# START OF TEXT PROVIDED

Overwriting most_used_word.py


In [25]:
#this yields the output of the mapper...couldn't get to work with combiner or reducer...

# !python most_used_word.py --step-num=0 --mapper < data/gutenberg/short.t1.txt

### working on logging

In [9]:
%%file most_used_word_logger.py
from mrjob.job import MRJob
from mrjob.step import MRStep
import re

import logging

WORD_RE = re.compile(r"[\w']+") # any whitespace or apostrophe, used to split lines below


class MRMostUsedWord(MRJob):
    STOPWORDS = {'i', 'we', 'ourselves', 'hers', 'between', 'yourself', 'but', 'again', 'there', 'about', 'once', 'during', 'out', 'very', 'having', 'with', 'they', 'own', 'an', 'be', 'some', 'for', 'do', 'its', 'yours', 'such', 'into', 'of', 'most', 'itself', 'other', 'off', 'is', 's', 'am', 'or', 'who', 'as', 'from', 'him', 'each', 'the', 'themselves', 'until', 'below', 'are', 'we', 'these', 'your', 'his', 'through', 'don', 'nor', 'me', 'were', 'her', 'more', 'himself', 'this', 'down', 'should', 'our', 'their', 'while', 'above', 'both', 'up', 'to', 'ours', 'had', 'she', 'all', 'no', 'when', 'at', 'any', 'before', 'them', 'same', 'and', 'been', 'have', 'in', 'will', 'on', 'does', 'yourselves', 'then', 'that', 'because', 'what', 'over', 'why', 'so', 'can', 'did', 'not', 'now', 'under', 'he', 'you', 'herself', 'has', 'just', 'where', 'too', 'only', 'myself', 'which', 'those', 'i', 'after', 'few', 'whom', 't', 'being', 'if', 'theirs', 'my', 'against', 'a', 'by', 'doing', 'it', 'how', 'further', 'was', 'here', 'than'}
    def steps(self):
        return [
            MRStep(mapper=self.mapper_get_words,
                   combiner=self.combiner_count_words,
                   reducer=self.reducer_count_words),
            MRStep(reducer=self.reducer_find_max_word)

# END OF TEXT PROVIDED
# START OF DATA SECTION

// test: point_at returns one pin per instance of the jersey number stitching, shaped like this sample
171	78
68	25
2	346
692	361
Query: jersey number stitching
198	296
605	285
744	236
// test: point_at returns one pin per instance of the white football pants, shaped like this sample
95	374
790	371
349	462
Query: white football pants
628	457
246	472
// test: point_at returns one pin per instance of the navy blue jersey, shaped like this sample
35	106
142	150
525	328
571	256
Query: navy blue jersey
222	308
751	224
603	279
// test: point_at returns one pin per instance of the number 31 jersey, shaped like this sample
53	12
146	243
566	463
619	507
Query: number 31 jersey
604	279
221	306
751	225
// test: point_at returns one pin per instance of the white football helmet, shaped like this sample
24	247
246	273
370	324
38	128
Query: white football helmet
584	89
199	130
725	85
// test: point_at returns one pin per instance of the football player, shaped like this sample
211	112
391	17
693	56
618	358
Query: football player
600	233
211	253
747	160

# END OF DATA SECTION

→ **PROBLEM SET**
1. Answer these about the word-count code:
(a) What value does the commented-out command pass to --step-num?
(b) Under what file name does the %%file line save the new script?
(c) Which method does the second MRStep name as its reducer?
2. Write the next part of the word-count code, starting right after its last line.

→ **ANSWER SET**
1.
(a) 0
(b) most_used_word_logger.py
(c) self.reducer_find_max_word

2.
        ]

    def mapper_get_words(self, _, line):
        # yield each word in the line
        for word in WORD_RE.findall(line):
            if word.lower() not in self.STOPWORDS:
                logging.info(f'  words: {(word.lower(), 1)}')
                yield (word.lower(), 1)

    def combiner_count_words(self, word, counts):
        # optimization: sum the words we've seen so far
        logging.info(f'  combiner word_counts: {(word, sum(counts))}')
        yield (word, sum(counts))

    def reducer_count_words(self, word, counts):
        # send all (num_occurrences, word) pairs to the same reducer.
        # num_occurrences is used so we can easily use Python's max() function.
        logging.info(f'  reducer1 word_counts: {(sum(counts), word)}')
        yield None, (sum(counts), word)

    # discard the key; it is just None
    def reducer_find_max_word(self, _, word_count_pairs):
        # each item of word_count_pairs is (count, word),
        # so yielding one results in key=counts, value=word
        output = max(word_count_pairs)
        logging.info(f'  reducer2 most_used_word: {output}')
        yield output



if __name__ == '__main__':
    logging.basicConfig(filename='mostusedwords.log', level=logging.INFO)
    logging.info('Started')
    MRMostUsedWord.run()
    logging.info('Done')

Overwriting most_used_word_logger.py


In [10]:
!python most_used_word_logger.py data/gutenberg/short.t1.txt

No configs found; falling back on auto-configuration
No configs specified for inline runner
Creating temp directory /tmp/most_used_word_logger.jovyan.20200707.184951.906882
Running step 1 of 2...
Running step 2 of 2...
job output is in /tmp/most_used_word_logger.jovyan.20200707.184951.906882/output
Streaming final output from /tmp/most_used_word_logger.jovyan.20200707.184951.906882/output...
0	"yesterday"
Removing temp directory /tmp/most_used_word_logger.jovyan.20200707.184951.906882...


#### Testing some of the the output code (outside MRJob)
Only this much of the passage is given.